## Text provided
--- Begin ---

NCATE had seemed headed for a quieter time at this year’s AACTE meeting, being held in San Antonio this week. But then the Council of Independent Colleges announced its intention to establish an alternative system. (See related story, page 15.)

For those involved with NCATE, the complaints and challenges are an inevitable part of the effort to create a more effective system for evaluating teacher-education programs.

“The fallout that we’re reading about and heating about now was very much expected ... as we built the [more rigorous] system,” said Richard Kunkel, the former NCATE executive director who guided the agency through its redesign.

“The reason why it is happening is because the system is toughening up,” he said. “It’s operating out of strength rather than weakness.”

Others suggest, though, that the value Of NCATE can only be judged by its impact on institutions and, ultimately, on new teachers.

“There is always going to be a tension between the institutions and any accreditation body,” said Marilyn Guy, the incoming president of AACTE. “But the bottom line is, does this process make a positive difference in the way we prepare teachers. Does it make a difference?”

Producing Better Programs?

For Marilyn J. Harring, the dean of education at Purdue University, the answer is clear: NCATE produces a better program.

In preparation for NCATE, Ms. Harring said, she met weekly with the schools teacher-education council, where “some of the most important conversations I ever heard about teacher education occurred.”

“There are many things that could occupy my attention,” she said. “Nothing is more important to me than our NCATE visit.” But Cecil Miskel, the dean of education at the University of Michigan, takes the opposite view. His school withdrew from NCATE last year.

“Seeking accreditation is a very expensive, arduous kind of process,” Mr. Miskel said. “It takes a lot of faculty time and other resources, and you balance that off [against] the benefits of belonging.”

“In my estimation, there are not very many reasons that Counterbalance all the effort that it takes to belong,” he said. “I just don’t believe meeting all [the standards] will actually produce a better school of education or teacher-education program.”

At this juncture, most institutions are on Mr. Miskel’s side, apparently believing they do not need accreditation or cannot meet the standards. Of the 1,200 institutions that prepare teachers, only 500 submit themselves to the accreditation process.

--- End ---

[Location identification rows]
--- Begin ---

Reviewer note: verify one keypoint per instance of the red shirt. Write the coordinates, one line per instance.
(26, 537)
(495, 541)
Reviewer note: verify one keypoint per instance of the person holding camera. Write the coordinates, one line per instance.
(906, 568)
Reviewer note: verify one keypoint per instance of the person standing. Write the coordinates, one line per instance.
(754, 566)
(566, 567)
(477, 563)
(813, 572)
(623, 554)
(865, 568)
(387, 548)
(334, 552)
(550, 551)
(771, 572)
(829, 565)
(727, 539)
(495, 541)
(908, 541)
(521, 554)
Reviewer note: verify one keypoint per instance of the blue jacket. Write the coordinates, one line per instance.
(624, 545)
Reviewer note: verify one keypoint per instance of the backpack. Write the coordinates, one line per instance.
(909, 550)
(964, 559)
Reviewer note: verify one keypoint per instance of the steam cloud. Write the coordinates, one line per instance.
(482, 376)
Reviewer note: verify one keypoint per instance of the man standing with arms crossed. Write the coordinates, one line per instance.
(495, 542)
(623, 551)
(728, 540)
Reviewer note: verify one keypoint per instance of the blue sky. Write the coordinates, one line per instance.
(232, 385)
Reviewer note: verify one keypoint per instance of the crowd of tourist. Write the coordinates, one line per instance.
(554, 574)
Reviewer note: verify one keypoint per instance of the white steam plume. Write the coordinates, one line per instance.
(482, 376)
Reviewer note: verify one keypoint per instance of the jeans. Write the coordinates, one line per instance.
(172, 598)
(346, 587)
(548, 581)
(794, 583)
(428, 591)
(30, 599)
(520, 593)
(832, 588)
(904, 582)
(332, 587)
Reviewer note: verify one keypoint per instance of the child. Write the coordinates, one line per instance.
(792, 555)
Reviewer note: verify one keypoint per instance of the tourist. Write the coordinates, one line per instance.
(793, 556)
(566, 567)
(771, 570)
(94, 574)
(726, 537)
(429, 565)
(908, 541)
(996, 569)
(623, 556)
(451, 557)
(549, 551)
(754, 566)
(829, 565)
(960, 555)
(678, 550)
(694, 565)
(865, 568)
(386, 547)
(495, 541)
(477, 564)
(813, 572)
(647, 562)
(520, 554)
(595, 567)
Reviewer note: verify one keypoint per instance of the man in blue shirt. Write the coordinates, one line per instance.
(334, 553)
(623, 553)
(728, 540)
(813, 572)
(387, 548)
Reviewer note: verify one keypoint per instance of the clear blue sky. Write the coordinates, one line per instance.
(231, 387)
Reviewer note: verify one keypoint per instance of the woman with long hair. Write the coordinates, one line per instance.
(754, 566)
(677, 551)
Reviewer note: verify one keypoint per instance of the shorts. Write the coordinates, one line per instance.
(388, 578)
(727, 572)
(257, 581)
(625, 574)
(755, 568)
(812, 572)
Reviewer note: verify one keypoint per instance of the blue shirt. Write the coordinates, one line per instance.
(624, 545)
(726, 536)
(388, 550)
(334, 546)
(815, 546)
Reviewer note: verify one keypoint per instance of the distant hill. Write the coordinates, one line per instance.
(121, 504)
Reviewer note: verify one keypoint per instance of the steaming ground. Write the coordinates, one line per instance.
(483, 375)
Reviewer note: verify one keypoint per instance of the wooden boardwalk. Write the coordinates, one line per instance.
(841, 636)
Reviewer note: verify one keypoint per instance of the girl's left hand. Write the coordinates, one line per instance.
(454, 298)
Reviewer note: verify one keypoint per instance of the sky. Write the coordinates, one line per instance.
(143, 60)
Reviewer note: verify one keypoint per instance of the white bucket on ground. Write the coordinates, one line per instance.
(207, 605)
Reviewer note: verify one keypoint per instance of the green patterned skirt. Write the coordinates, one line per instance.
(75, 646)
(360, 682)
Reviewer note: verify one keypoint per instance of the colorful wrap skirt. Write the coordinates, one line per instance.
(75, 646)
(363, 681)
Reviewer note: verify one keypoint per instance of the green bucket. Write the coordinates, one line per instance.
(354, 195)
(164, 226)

--- End ---

## The tasks
**1)** According to the article on NCATE accreditation, how many of the 1,200 institutions that prepare teachers submit to the accreditation process?
**2)** Continue the article on NCATE accreditation from its final sentence onward.

## Answers to the problems
**1)** Only 500 of them.

**2)**
A Common National System

Nevertheless, Arthur E. Wise, the president of NCATE, and his supporters think they are on the road to building a common national system of accreditation to guarantee the quality of teaching.

Under such a system, institutions that did not make the grade would have to improve or stop preparing teachers because states would no longer license their graduates.

Few educators dispute the ability of some of the more prestigious institutions to prepare competent teachers even without NCATE accreditation.

“It’s easy to put your finger on the good ones [that are nonaccredited] and the bad ones,” Mr. Kunkel said. But, he added, it is difficult to identify the institutions at the margins.

Mr. Kunkel contends that the prestigious institutions have contributed to the problem.

“They are really hurting the profession,” he said. “Regardless of their value, they are creating a shadow that other institutions can hide under.”

To rectify such situations, NCATE has to convince state policymakers and educators that this is the way to improve education.

“When we agree on common national standards, we will strengthen our collective power to insist that these standards be met,” Mr. Wise wrote in a recent NCATE newsletter.

“We will buttress ourselves against the kind of legislation that has occurred in Texas, because there will be a common agreement nationally that what we stand for is real and important. Divided we can fall one by one, but when we all unite, we tell the story in a way that compels policymakers to listen.”

No More ‘Paper Chasing’

Few policymakers would have listened before the redesign. As far back as 1978, the accreditation body was under pressure to change.

State officials questioned the relevance of this voluntary organization, and, at one point, the c.c.s.s.o. was preparing to defect.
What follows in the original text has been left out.